▶ _依頼事項_:
**A)** 本文のプルリクエスト説明にある節の見出しを、「概要」から「注意点・その他」まですべて挙げてください。疑問形の行は含めません。
**B)** タグの大文字小文字を区別しない作成についての本文を、最後に示されたコマンドの行の後から書き継ぐこと。

━━━━━ 本文

ALIS-1265: create tag case insensitive #164

matsumatsu20 · 2018-09-01T15:20:52Z

概要

タグ作成時に大文字小文字を区別していたがそれを区別したくなかった
- 具体的にはタグ作成時に大文字小文字区別せずに検索し、存在したらその表記に合わせてタグの作成を行う
- 例: awsで登録してもAWSがすでに登録されている場合はAWSで登録され、AWSのカウントが上がる

環境変数(SSMパラメータ)

なし

影響範囲(ユーザ)

リリースに気をつけないとユーザ影響あり。後述する

影響範囲(システム)

影響を与えるシステムはどこか

サーバレス

技術的変更点概要

まず、「大文字小文字を区別する」がDynamoDBだと非常に難しい（方法は全スキャンしかない）
- よってタグ情報を保存するデータストアをESに変更した。
- これにより、タグマスタは不要になる。
タグ追加時に全てのタグをESに問い合わせて大文字小文字区別せずすでに存在済みかどうかをチェックし、存在してれば存在している形に直して返却させるメソッドを一回通すようにしている
カウントアップやなかったら作成するロジックも、全て一度上記のメソッドを通して大文字小文字区別しないようにしている
ElasticSearchは(というかLucene)にセグメントマージという仕組みがあり、一度インデックス情報をバッファメモリにためてある程度まとめてディスクに書き込む（ここで検索可能になる）
- ディスクI/Oを減らす仕組みだが、この間(デフォルトは1sごとにセグメントマージしようとする)は検索対象にならない = この間は文字の大きさ違いのタグが飛んで来た場合はないものとして登録してしまうので、create時には明示的にrefreshをしている
- ここは結構ハックっぽくあまりにもマージが大量に発生しまくると、逆にキューを捌けなくなってrefreshの期間が遅くなることも考えられるのでモニタリングしつつ探っていきたい

DBやDBへのクエリに対する変更

タグテーブルを使わないように修正
DBのスキーマに変更があるか
- がリソース削除をPRに混ぜるとこのPRが扱いづらくなるので別対応にしたい

注意点・その他

こいつは単独ではマージできない
- 今タグテーブルに入っている全てのタグ情報を一度ElasticSearchに移してからリリースする必要がある
- Index更新用のバッチを作ってあげて、それを流した後にリリースする
  - Index更新用のバッチ〜リリースまでに作られてしまったものは拾えない
    - 正確になるならサイト停止
  - しかしどちらにせよ、今日整合性がないDBなので整合性の担保はできない。特にインクリメンタルなカウントは苦手なはず
  - なので、結論としては
    - 十分にアクセスが少ない時間帯でインデックス更新+リリースを行う
    - カウントの整合性を高めるためには、記事を全件舐めてインデクシングするバッチを作ればよい

To save tags case-insensitive

matsumatsu20 · 2018-09-01T16:49:22Z

elasticsearch-setup.py

+        }
+    }
+}
+create_index_list.append({"name": "tags", "setting": tag_settings})


[質問] ESのmappingなどのリリースって現状どう行なっているのでしょうか？

あと、このスクリプトをローカルで動かそうとするとendpointの正規表現のところでコケてしまったんですが、既知の問題だったりしますか？
もし既知の問題であれば調べるのにコストかけるよりも聞いてしまいたいってのが背景なので、道であれば調査します。

ES に関わるリリースは、ブルー・グリーンデプロイを行っています。
また、 endpoint 箇所でコケる件ですが、もしかしたら実行方法に問題あるかもしれません。
下記のように形で、ローカルIPを引数として渡しているか一度ご確認いただければと思います。

python elasticsearch-setup.py $(curl https://checkip.amazonaws.com/)

━━━━━━━━━━
━━━━━ 一覧の抜粋

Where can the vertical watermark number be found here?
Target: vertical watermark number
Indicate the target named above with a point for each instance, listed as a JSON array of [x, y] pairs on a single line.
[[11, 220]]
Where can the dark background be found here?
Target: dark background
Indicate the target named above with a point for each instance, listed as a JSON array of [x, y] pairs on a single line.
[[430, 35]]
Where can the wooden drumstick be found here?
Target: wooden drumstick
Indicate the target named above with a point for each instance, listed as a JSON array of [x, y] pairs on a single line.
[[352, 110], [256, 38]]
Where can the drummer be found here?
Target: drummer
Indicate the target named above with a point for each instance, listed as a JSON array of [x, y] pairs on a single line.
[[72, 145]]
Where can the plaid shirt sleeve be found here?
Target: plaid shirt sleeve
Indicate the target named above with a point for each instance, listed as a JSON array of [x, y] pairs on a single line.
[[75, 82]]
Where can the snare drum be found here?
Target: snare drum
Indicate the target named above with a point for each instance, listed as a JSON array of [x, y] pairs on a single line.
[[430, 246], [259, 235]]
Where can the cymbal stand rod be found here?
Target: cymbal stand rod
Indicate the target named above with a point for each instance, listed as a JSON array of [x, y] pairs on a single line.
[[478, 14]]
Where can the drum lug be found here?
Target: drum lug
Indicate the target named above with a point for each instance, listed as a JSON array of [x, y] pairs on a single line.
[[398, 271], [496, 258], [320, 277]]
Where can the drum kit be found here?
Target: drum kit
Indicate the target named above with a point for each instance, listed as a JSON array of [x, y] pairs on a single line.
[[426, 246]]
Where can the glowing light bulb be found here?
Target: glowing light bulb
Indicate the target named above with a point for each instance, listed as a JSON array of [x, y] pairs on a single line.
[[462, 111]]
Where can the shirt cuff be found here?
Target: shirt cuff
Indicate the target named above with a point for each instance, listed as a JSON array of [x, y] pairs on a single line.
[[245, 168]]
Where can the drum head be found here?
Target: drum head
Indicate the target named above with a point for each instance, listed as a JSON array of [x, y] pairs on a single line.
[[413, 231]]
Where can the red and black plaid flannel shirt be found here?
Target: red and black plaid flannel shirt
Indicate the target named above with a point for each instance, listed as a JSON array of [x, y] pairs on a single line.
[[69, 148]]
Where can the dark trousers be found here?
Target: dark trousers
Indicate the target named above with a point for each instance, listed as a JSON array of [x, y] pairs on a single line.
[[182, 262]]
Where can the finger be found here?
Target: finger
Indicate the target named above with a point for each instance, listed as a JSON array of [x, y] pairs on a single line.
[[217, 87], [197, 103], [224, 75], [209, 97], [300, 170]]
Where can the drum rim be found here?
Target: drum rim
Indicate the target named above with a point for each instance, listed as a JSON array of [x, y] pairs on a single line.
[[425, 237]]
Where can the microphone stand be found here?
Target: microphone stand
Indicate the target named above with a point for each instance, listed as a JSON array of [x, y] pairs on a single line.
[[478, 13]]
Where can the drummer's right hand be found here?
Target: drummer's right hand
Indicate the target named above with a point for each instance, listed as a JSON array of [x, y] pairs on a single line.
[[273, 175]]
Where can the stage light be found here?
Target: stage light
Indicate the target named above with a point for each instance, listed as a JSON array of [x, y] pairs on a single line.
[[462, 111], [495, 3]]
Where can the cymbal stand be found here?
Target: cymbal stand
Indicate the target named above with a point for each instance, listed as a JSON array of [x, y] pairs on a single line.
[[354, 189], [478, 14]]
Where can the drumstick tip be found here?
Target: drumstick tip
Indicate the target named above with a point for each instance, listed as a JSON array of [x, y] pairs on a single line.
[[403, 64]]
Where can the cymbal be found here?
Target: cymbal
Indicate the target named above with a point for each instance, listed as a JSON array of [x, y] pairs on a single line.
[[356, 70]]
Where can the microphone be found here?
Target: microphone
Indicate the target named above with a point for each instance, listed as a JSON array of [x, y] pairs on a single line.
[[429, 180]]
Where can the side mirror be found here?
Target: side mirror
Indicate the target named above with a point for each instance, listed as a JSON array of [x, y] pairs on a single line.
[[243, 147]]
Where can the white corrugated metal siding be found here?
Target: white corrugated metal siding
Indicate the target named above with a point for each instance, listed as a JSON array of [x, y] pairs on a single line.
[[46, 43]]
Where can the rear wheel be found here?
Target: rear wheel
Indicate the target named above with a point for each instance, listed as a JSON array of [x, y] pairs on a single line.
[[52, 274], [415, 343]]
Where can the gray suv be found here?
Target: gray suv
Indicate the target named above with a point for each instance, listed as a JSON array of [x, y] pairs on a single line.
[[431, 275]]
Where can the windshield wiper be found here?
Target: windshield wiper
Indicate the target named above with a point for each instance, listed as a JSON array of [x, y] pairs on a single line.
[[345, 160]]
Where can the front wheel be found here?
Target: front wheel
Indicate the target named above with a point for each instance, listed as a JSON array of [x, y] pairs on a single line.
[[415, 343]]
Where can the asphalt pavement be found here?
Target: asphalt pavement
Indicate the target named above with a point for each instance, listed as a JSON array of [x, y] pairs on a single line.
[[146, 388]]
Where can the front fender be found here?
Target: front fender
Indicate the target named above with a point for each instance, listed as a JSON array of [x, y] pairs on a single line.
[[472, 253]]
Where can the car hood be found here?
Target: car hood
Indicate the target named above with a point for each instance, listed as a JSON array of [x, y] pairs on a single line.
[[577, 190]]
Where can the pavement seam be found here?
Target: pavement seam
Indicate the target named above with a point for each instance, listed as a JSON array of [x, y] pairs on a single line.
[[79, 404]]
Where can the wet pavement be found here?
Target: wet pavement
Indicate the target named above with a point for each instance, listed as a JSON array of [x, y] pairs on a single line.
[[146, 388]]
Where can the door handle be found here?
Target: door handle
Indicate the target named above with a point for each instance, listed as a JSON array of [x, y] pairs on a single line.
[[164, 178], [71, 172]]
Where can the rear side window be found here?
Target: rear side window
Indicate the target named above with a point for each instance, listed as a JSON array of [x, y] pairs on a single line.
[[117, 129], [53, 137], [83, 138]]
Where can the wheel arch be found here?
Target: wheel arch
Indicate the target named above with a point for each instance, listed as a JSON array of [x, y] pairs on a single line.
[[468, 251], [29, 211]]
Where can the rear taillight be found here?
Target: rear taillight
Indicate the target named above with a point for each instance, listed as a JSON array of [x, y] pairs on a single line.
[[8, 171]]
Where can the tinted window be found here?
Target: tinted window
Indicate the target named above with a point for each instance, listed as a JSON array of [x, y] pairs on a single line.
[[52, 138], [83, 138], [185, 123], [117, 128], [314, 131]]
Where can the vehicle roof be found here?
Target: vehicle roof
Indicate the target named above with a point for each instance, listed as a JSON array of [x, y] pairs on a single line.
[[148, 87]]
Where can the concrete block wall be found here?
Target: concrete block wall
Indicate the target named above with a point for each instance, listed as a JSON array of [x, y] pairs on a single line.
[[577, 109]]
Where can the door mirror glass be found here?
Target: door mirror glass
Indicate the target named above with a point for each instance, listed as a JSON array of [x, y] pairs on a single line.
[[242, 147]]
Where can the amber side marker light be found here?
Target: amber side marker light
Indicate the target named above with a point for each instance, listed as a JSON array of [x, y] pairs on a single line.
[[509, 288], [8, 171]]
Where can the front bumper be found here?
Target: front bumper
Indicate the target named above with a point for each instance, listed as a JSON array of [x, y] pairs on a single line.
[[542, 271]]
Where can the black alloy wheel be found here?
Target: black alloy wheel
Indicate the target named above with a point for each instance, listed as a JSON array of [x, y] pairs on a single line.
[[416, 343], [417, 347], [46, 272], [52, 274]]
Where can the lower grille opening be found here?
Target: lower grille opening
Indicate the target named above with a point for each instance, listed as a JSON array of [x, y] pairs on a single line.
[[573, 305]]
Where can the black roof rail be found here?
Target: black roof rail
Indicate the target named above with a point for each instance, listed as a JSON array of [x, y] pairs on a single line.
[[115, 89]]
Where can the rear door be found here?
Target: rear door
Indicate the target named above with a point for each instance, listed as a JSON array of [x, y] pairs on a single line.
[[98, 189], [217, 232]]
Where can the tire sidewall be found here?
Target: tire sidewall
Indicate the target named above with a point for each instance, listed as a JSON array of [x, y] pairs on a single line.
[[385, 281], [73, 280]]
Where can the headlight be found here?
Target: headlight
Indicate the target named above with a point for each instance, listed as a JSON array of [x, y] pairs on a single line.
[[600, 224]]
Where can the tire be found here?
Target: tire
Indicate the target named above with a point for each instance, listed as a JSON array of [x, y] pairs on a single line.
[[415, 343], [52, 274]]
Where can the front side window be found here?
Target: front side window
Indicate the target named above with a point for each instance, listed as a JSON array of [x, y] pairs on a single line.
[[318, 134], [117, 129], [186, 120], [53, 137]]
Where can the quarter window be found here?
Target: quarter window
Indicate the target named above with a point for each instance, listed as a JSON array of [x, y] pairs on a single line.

━━━━━━━━━━

▶ _回答_:
**A)** 概要、環境変数(SSMパラメータ)、影響範囲(ユーザ)、影響範囲(システム)、技術的変更点概要、DBやDBへのクエリに対する変更、注意点・その他

**B)**
matsumatsu20 · 2018-09-01T16:52:41Z

elasticsearch-setup.py

+            'properties': {
+                'name': {
+                    'type': 'keyword',
+                    'normalizer': 'lowercase_normalizer'


このように keyword で指定しておいて、normalizer で小文字フィルターをかけてあげると
Term level queries(言語解析されずに検索) で、かつ 大文字でも小文字でも検索対象になる ようにできる

上記精査ありがとうございます！

matsumatsu20 · 2018-09-01T16:56:07Z

src/common/tag_util.py

        )

+        # デフォルトのrefresh_intervalだと、1sほど作成されたタグが検索対象にならないのでセグメントマージを強制的に行う
+        elasticsearch.indices.refresh(index='tags')


ここは相当悩ましかったんですがPRの説明にも書いたように、明示的にRefreshしてます（これをすることによって、インメモリバッファからディスク書き込みが行われ、検索可能になる）

セグメントマージはあまりに高頻度だと逆にパフォーマンスも劣化するんですが、この処理自体それほど頻度が多いものではないので大丈夫だろうと判断しています。

matsumatsu20 · 2018-09-01T16:57:49Z

src/common/tag_util.py

        )

+        # デフォルトのrefresh_intervalだと、1sほど作成されたタグが検索対象にならないのでセグメントマージを強制的に行う
+        elasticsearch.indices.refresh(index='tags')


セグメントマージはあまりに高頻度だと逆にパフォーマンスも劣化するんですが、この処理自体それほど頻度が多いものではないので大丈夫だろうと判断しています。

matsumatsu20 · 2018-09-01T17:05:17Z

src/common/tag_util.py

+    """
+    与えられたタグ名をElasticSearchに問い合わせ(大文字小文字区別せず)
+    すでに存在する場合はElasticSearchに存在する文字列に完全一致する形に変換し、タグ名の配列を返却する
+    """


やってることは単純だが意図がわかりづらいのでコメント追加

matsumatsu20 · 2018-09-01T17:05:55Z

src/common/tag_util.py

+            else:
+                results.append(tag_name)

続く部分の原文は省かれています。